───── Excerpted data ─────

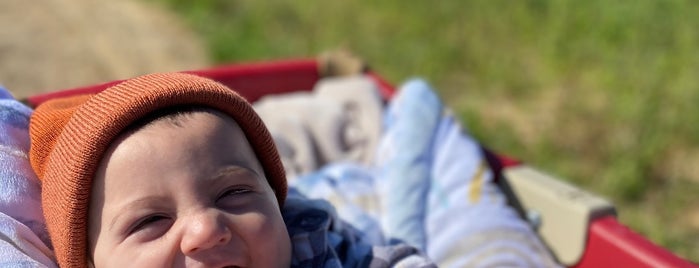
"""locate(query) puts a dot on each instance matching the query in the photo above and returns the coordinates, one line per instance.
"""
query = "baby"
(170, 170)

─────
───── Excerpted data ─────

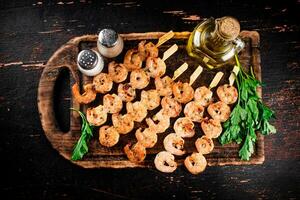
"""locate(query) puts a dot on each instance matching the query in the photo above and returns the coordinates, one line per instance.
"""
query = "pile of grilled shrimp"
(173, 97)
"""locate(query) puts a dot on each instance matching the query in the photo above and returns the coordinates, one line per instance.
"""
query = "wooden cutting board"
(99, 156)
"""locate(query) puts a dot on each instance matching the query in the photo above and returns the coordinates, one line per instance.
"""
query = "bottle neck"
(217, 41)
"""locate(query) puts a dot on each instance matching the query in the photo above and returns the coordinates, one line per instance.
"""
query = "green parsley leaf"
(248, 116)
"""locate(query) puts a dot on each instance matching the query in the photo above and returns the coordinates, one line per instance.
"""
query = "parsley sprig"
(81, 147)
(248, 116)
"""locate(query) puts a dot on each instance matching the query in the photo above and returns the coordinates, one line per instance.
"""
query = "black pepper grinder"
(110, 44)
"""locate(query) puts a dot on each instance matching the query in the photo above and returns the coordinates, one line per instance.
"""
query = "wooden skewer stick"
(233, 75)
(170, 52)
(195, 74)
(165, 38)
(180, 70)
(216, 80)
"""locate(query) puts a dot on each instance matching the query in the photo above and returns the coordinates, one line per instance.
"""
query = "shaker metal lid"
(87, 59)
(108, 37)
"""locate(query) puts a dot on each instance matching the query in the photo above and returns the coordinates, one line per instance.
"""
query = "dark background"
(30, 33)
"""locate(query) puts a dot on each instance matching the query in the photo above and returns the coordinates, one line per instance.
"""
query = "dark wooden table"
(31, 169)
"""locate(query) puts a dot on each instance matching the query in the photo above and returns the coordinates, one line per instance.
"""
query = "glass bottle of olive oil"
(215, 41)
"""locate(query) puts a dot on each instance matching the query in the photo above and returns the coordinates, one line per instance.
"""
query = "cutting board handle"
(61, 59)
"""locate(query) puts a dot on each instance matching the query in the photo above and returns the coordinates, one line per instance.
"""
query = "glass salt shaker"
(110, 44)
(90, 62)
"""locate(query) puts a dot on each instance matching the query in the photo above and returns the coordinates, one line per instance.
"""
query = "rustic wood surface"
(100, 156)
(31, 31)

─────

What to produce ▸ Count the lines of the listing above that contain the string "board". Reply with the number alone.

Written response ▸ 2